Clark Wilson LLP Insurance Bulletin
Case Law Review Archive
Sporadic Visits to a Vacant Home: Too Little, Too Late
Most homeowner policies contain an exclusion under which the
insurer may deny coverage if at the time of the loss the home
had been "vacant" (usually for a period of more than 30 consecutive
days). In a recent case before the BC Court of Appeal, Wright v.
Canadian Northern Shield Insurance Company, the insured tried to
argue that sporadic visits to the rental home made by the former
tenant after the official end of the tenancy did not trigger the
vacancy exclusion.
The insured owned a rental house that was destroyed by fire in
September of 1999. The insured had rented the house to a couple
over a year before the fire occurred. Most of the communications
between the insured and the tenants took place over the telephone.
In late June 1999, three months before the fire, the tenants called
the wife of the insured and told her that they would shortly be
moving out of the house. According to the tenants, they were not
told by the insured that they had to provide written notice of their
intention to vacate nor were they told to call the insured once the
move out had been completed. On the evidence, the trial judge
accepted the insured had full knowledge that the house would be
vacant by early July 1999.
During their tenancy, the tenants had maintained a small vegetable
garden in a solarium of the house and the tenants continued to visit
the house after they vacated to look in on the garden and pick
whatever vegetables were available.

● Written request A: List every reference in the vacancy case summary that names both a month and a year.
● Written request B: Please carry the vacancy case summary forward, picking up after its last sentence.
The items that come next are from a separate source.

● Provided records:

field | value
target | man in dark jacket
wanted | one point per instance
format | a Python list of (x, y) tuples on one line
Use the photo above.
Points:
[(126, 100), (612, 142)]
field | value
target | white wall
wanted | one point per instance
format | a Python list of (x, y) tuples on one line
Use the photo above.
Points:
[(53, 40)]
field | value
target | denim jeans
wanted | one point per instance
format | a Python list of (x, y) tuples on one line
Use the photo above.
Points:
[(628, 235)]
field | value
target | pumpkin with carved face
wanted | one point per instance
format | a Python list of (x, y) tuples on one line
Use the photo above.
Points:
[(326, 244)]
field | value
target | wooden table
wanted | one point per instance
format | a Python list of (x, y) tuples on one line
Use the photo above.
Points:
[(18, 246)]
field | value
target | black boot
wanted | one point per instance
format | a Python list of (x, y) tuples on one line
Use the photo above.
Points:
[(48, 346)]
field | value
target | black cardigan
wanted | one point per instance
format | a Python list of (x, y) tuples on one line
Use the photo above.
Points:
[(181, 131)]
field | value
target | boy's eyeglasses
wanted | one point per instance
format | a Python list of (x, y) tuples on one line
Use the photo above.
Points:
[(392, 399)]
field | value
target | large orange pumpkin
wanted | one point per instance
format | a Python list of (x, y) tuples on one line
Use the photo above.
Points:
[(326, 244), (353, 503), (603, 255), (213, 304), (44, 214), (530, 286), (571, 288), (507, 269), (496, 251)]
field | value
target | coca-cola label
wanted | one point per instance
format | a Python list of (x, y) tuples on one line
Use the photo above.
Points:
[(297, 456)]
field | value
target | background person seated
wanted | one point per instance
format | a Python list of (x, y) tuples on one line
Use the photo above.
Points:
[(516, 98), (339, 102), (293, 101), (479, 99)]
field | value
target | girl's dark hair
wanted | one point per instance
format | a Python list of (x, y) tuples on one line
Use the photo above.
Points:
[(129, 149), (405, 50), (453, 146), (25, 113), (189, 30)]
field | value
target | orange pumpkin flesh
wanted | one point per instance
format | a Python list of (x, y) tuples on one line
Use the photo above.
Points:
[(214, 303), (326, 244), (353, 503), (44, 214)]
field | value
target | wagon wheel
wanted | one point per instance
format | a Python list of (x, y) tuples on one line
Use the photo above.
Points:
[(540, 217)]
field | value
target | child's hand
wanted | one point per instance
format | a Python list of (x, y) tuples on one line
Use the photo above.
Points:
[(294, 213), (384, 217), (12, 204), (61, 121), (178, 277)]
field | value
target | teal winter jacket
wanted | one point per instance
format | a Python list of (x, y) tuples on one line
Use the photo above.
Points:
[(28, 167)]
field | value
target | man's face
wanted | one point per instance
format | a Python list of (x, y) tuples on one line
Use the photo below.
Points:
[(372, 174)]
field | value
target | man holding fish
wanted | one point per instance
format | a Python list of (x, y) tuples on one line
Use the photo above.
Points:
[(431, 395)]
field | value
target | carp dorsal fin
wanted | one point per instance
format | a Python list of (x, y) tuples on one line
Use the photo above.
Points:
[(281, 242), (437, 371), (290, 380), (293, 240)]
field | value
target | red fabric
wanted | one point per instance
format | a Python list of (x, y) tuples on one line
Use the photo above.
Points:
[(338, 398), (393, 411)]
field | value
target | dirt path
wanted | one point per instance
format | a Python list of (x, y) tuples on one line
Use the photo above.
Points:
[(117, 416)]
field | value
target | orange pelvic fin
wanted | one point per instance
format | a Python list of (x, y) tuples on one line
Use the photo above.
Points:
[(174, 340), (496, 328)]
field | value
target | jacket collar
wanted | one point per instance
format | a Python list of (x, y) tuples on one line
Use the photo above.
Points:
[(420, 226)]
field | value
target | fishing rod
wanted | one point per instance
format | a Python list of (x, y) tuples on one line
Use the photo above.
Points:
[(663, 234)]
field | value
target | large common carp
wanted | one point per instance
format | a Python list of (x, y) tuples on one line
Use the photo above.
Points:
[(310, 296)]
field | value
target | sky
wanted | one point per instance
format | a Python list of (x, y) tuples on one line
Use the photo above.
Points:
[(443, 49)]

● Written reply A: September of 1999; late June 1999; early July 1999

● Written reply B:
The trial judge found that the premises were vacant to the
knowledge of the insured and came to this conclusion based on the
following criteria: the intention of the owner and the last tenant;
the presence or absence of possessions in the premises; the
circumstances under which any possessions found in the premises
may have been left or deposited there; the condition of the premises,
including whether the premises had utilities hooked up; the length of
time the premises may have been unoccupied; and the use typically
made of the premises.
On appeal, the insured argued that the house was not "vacant"
within the meaning of the policy because of the tenants fairly regular
visits to the solarium vegetable garden.
Relying on the leading British Columbia decisions of Hirst v. Commercial
Union Assurance Co. of Canada and Morton v. Canadian Northern
Shield Co., the Court applied a common sense approach with a view
to all of the circumstances and concluded that the occasional visits by
the tenants to the house did not change the status of the house from
being vacant to occupied. The tenants had not manifested any intent
to exercise dominion over the house, nor did they continue to consider
themselves to be tenants of the insured. Thus, the Court of Appeal
ruled the insurer was entitled to deny coverage on the basis of the
vacancy exclusion.
While the case is not particularly unusual or groundbreaking,
it contains a useful summary of the law in BC re the vacancy
exclusion and can be accessed on the BC Courts website at:
http://www.courts.gov.bc.ca/jdb-txt/ca/
05/05/2005bcca0599.htm
Readers with questions about the case or the exclusion
generally are welcome to contact Valerie Dixon (telephone:
604-891-7743 or e-mail: vsd@cwilson.com).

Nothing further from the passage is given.